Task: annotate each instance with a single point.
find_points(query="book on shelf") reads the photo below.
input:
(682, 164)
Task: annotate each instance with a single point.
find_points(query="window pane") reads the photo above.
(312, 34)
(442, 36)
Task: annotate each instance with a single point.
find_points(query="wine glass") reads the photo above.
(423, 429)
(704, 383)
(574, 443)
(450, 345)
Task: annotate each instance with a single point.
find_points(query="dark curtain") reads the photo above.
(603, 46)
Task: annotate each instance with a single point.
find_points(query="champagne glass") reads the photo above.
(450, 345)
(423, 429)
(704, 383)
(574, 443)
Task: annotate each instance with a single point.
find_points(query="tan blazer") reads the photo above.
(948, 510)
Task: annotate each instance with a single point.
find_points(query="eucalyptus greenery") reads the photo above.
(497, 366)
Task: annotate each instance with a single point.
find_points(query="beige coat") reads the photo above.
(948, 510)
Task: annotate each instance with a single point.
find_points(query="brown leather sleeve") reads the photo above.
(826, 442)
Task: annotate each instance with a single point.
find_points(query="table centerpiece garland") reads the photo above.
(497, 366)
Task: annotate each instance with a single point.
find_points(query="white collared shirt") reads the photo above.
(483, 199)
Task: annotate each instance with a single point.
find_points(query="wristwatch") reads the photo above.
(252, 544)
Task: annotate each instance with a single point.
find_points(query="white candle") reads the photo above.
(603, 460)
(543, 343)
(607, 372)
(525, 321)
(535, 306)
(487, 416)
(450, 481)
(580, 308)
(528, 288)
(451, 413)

● ● ● ● ● ● ●

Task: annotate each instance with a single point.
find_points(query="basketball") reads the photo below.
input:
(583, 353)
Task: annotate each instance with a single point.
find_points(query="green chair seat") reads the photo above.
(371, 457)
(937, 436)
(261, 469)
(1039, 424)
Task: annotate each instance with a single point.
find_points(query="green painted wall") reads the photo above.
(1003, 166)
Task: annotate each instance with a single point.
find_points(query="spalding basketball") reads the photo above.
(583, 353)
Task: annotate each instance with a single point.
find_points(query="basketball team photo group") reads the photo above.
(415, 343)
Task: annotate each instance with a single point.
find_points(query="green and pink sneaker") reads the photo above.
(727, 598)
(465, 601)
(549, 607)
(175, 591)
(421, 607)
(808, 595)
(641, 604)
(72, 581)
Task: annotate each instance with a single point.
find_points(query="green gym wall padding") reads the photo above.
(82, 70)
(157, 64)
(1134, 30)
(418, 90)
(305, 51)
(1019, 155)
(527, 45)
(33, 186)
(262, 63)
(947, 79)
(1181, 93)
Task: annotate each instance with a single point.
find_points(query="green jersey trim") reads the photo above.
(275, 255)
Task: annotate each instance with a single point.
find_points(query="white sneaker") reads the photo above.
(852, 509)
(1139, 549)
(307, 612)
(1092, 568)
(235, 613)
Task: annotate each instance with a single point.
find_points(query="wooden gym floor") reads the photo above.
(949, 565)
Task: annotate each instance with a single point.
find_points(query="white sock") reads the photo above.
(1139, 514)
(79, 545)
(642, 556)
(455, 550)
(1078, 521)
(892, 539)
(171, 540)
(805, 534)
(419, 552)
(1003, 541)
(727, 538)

● ● ● ● ● ● ●

**PROBLEM DESCRIPTION**
Can you collect and copy out every line in the records above that contains the word "below"?

**EXPECTED OUTPUT**
find_points(query="book on shelf") reads the photo below.
find_points(query="basketball") reads the photo below.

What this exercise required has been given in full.